#### [OBJECTIVE]
Beginning at the line containing "Please place a point on every instance of the man's sunglasses", output every line to the end of the data below exactly as it appears.

• • • • • • •

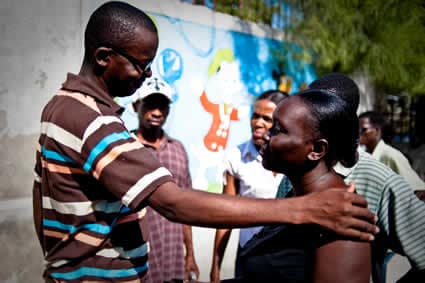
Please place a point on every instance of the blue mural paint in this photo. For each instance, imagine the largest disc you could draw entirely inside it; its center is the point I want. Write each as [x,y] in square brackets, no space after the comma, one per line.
[220,68]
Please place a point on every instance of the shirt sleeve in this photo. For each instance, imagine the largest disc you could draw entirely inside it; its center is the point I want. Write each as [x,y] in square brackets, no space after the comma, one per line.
[103,148]
[402,216]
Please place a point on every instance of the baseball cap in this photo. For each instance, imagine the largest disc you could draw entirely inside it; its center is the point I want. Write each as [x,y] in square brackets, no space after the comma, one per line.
[153,85]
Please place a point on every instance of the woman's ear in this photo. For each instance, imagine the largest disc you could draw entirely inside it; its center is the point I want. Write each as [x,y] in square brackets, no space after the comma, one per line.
[320,148]
[102,56]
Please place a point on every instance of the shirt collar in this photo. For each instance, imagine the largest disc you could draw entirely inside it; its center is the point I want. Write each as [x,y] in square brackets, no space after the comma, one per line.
[345,171]
[78,83]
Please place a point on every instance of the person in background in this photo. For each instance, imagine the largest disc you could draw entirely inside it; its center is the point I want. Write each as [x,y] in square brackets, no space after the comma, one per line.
[372,125]
[167,259]
[94,179]
[246,176]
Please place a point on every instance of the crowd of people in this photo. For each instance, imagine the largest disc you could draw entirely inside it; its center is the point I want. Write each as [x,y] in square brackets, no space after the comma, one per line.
[117,206]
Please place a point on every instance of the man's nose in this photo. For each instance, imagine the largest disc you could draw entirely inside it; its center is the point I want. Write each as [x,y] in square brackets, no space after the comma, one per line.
[266,136]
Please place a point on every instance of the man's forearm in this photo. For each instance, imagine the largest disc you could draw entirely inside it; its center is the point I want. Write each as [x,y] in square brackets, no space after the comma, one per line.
[223,211]
[336,209]
[187,238]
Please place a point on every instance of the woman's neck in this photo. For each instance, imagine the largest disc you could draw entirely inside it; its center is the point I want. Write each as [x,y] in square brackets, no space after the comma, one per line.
[320,178]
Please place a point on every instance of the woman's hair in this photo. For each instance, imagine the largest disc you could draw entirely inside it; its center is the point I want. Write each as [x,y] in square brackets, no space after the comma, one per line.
[341,85]
[272,95]
[332,119]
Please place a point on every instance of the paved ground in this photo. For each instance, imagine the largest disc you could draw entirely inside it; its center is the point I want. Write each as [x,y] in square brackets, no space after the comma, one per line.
[22,259]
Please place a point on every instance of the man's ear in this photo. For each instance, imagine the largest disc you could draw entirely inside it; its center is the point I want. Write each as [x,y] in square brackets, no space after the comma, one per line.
[320,148]
[135,106]
[102,56]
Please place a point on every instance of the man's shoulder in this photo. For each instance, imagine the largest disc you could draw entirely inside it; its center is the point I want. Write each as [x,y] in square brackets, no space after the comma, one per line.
[367,165]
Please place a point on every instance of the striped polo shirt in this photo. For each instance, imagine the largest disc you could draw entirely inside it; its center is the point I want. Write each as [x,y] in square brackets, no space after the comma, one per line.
[93,177]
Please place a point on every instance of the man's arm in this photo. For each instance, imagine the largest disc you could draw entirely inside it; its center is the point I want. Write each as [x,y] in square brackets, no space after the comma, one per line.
[331,263]
[222,235]
[338,210]
[190,262]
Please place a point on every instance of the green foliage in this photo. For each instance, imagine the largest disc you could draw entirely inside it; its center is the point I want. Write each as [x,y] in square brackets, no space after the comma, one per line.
[383,38]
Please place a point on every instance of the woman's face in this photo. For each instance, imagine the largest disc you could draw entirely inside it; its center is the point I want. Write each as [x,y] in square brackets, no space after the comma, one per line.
[291,137]
[261,120]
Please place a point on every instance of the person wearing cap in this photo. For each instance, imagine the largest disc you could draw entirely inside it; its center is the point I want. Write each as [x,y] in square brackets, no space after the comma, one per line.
[167,259]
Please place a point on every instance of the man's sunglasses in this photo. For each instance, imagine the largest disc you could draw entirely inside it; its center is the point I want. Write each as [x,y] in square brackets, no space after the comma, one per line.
[142,68]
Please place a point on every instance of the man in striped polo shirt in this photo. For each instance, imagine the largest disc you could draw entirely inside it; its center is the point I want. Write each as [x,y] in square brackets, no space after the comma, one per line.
[93,179]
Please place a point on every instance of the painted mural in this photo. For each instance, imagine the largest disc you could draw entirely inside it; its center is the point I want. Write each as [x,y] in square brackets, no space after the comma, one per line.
[215,74]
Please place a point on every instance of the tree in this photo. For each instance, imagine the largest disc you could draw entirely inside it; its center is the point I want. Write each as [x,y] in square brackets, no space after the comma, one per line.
[385,39]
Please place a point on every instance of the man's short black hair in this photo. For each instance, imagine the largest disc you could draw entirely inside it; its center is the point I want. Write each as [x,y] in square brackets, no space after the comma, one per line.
[341,85]
[113,25]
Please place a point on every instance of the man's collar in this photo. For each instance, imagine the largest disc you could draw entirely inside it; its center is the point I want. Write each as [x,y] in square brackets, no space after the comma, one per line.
[78,83]
[345,171]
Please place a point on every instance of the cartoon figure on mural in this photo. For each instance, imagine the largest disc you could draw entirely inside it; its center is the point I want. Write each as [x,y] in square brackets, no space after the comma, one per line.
[222,98]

• • • • • • •

#### [SOLVED PROBLEM]
Please place a point on every instance of the man's sunglasses in this photo. For each instance, imagine the largest disc you could draw entirely inside it; its center is the point I want. Write each as [x,y] in square brackets, no space after the comma, one per line.
[142,68]
Please place a point on every instance of the man in striped polo shirt in this photo. For each instance, imagine the largest disc you could draw entirely inside it; its center is the point I want. Write each as [x,y] in square brackets, no space after the comma, one per line.
[93,179]
Please place a point on every instance of the painted mural in this photo. For each instance, imagine the largest disc you could draw entirely inside it; its center is the point I want. Write each as [x,y] in square brackets, no space after the comma, one per line.
[215,74]
Please place a point on every instance of the tree in this photo. For each instance, imagine the largest disc you could draw entirely inside it; its center is the point I want. Write each as [x,y] in square brackets, no space after the comma, one per line.
[385,39]
Please place a point on every instance of the man's short black hair in this photo. For each instance, imagine the largest disc you could draw entirely inside it; its center is the point I want. Write each as [x,y] in square brackets, no space after the comma, one per line.
[341,85]
[113,25]
Please place a point on every instance of the man's collar in this photo. For each instance, imagine the largest disc you could draw entirely inside it; its center is the point I want. Write each as [x,y] in square brackets, no space after the comma, one per line.
[78,83]
[345,171]
Please place a point on every instance of the cartoon figure on mural in this photo. For each instance, imagine the largest disc you could draw entirely inside it; its center is the point I want. Write each as [x,y] in square brackets, no space after the comma, one per line.
[222,98]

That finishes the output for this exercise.